┌─ Supplied information

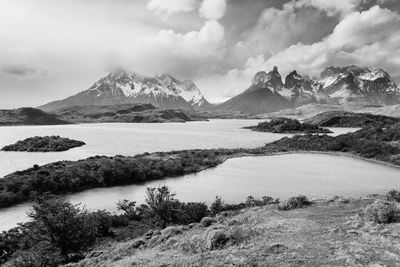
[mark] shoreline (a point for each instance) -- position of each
(343, 154)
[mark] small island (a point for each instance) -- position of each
(285, 125)
(44, 144)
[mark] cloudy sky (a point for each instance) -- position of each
(52, 49)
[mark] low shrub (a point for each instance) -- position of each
(393, 195)
(295, 203)
(383, 212)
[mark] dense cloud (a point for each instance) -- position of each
(219, 44)
(171, 6)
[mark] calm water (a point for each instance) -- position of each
(314, 175)
(130, 139)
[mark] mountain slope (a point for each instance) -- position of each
(28, 116)
(128, 113)
(337, 86)
(261, 96)
(123, 87)
(360, 84)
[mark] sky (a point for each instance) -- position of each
(50, 49)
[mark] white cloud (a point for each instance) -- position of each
(21, 61)
(369, 38)
(341, 7)
(203, 43)
(172, 6)
(213, 9)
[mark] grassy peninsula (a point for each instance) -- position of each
(284, 125)
(44, 144)
(59, 178)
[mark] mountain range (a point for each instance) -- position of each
(337, 86)
(122, 87)
(267, 92)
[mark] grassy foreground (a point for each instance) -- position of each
(328, 233)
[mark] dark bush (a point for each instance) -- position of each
(295, 203)
(383, 212)
(393, 195)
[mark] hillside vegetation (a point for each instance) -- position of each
(351, 119)
(167, 232)
(59, 178)
(284, 125)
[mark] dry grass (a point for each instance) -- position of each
(325, 233)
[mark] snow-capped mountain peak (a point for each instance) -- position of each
(123, 87)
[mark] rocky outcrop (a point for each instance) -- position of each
(123, 87)
(29, 116)
(337, 86)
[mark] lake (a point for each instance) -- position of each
(128, 139)
(283, 176)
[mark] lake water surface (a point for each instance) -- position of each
(128, 139)
(283, 176)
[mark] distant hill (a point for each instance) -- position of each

└─

*What the task requires*.
Copy every one of the records above word for word, leaving out the pictures.

*Reply*.
[mark] shoreline (a point for each instance) -- position of each
(343, 154)
[mark] small island (a point for each instance) -- position of each
(285, 125)
(44, 144)
[mark] cloudy sky (a point for each instance) -- position of each
(52, 49)
[mark] low shrub (a point for each instance) -- position of each
(393, 195)
(295, 203)
(383, 212)
[mark] dense cloud (a point for each instance) -- position of each
(219, 44)
(171, 6)
[mark] calm water (a point for each instance) -- position of each
(314, 175)
(130, 139)
[mark] mountain slope (a point for each instance) -- position of each
(28, 116)
(128, 113)
(337, 86)
(261, 96)
(123, 87)
(360, 84)
[mark] sky (a point for each instance) -- position of each
(50, 49)
[mark] white cloud (a point for each instance) -- position of each
(21, 61)
(369, 38)
(341, 7)
(203, 43)
(172, 6)
(213, 9)
[mark] grassy peninsula (a point for each instance) -- position of each
(284, 125)
(44, 144)
(59, 178)
[mark] mountain range (a point for each instance) -- position of each
(337, 86)
(122, 87)
(267, 92)
[mark] grassy foreground (a point for each instance) -- position of each
(328, 233)
[mark] dark bush (a point for each instance) -- position of each
(295, 203)
(383, 212)
(393, 195)
[mark] hillside vegetation (a point for each instance) -- position of each
(351, 119)
(167, 232)
(59, 178)
(284, 125)
[mark] dry grass (a point for each instance) -- position of each
(325, 233)
[mark] snow-capped mountain peak (a point for each instance) -- position of each
(123, 87)
[mark] rocky outcrop (a point for each instance) -- position of each
(123, 87)
(29, 116)
(337, 86)
[mark] lake (a point for each instance) -- position of each
(128, 139)
(283, 176)
[mark] lake water surface (a point for each instance) -- position of each
(128, 139)
(283, 176)
[mark] distant hill (a point for each instance) -- position of each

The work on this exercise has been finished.